(TASK REQUIREMENTS) Only the lines from the one that contains "# Target: snow plow blade" through the last line of the records should appear, each printed exactly as it is.

(LISTED RECORDS)
#####

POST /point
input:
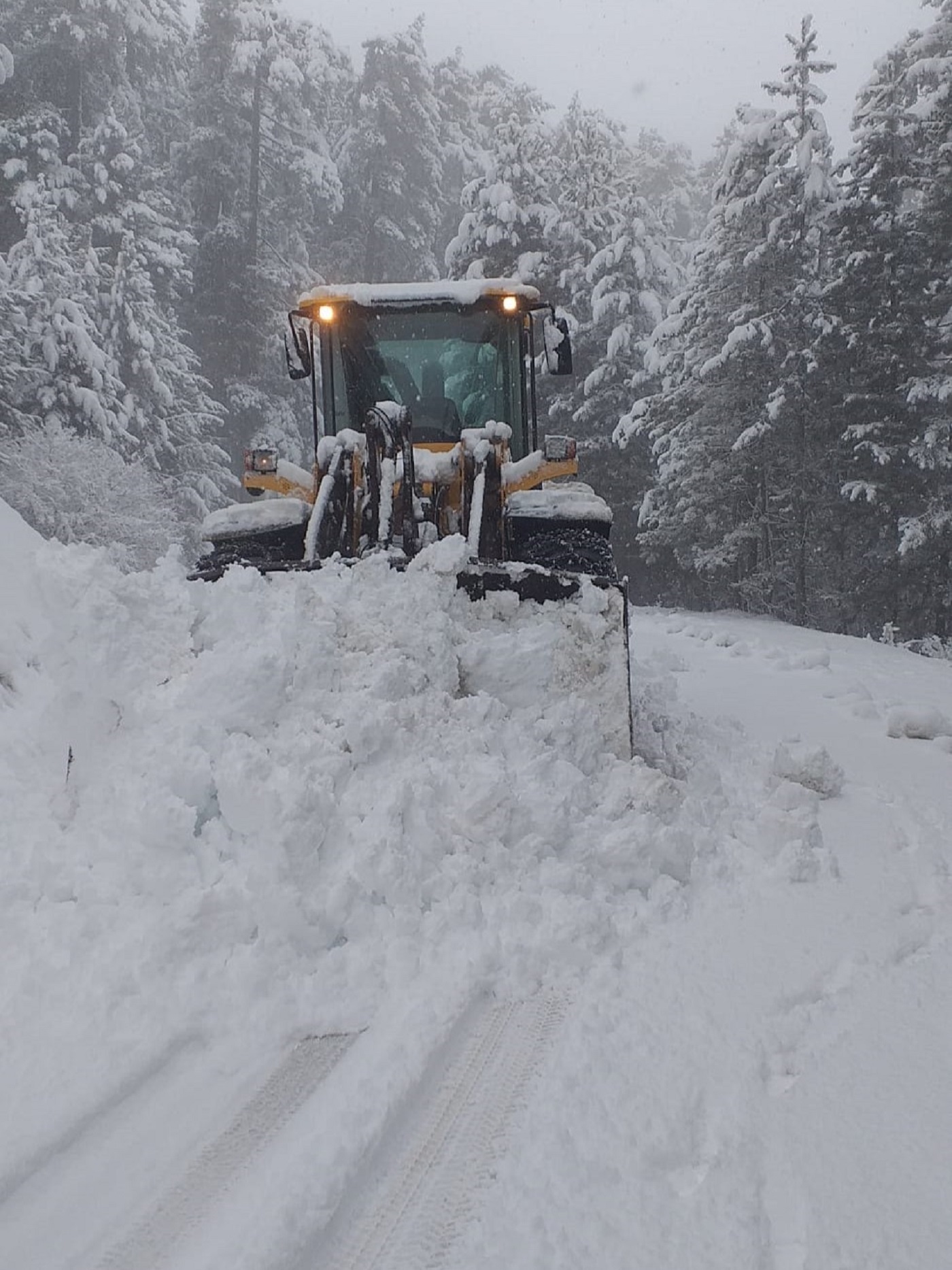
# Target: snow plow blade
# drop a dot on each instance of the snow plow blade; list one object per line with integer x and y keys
{"x": 581, "y": 646}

#####

(RESPONSE BELOW)
# Target: snow plow blade
# drop a dot on each instance of the snow plow blade; list one object per line with integer x and y keys
{"x": 581, "y": 646}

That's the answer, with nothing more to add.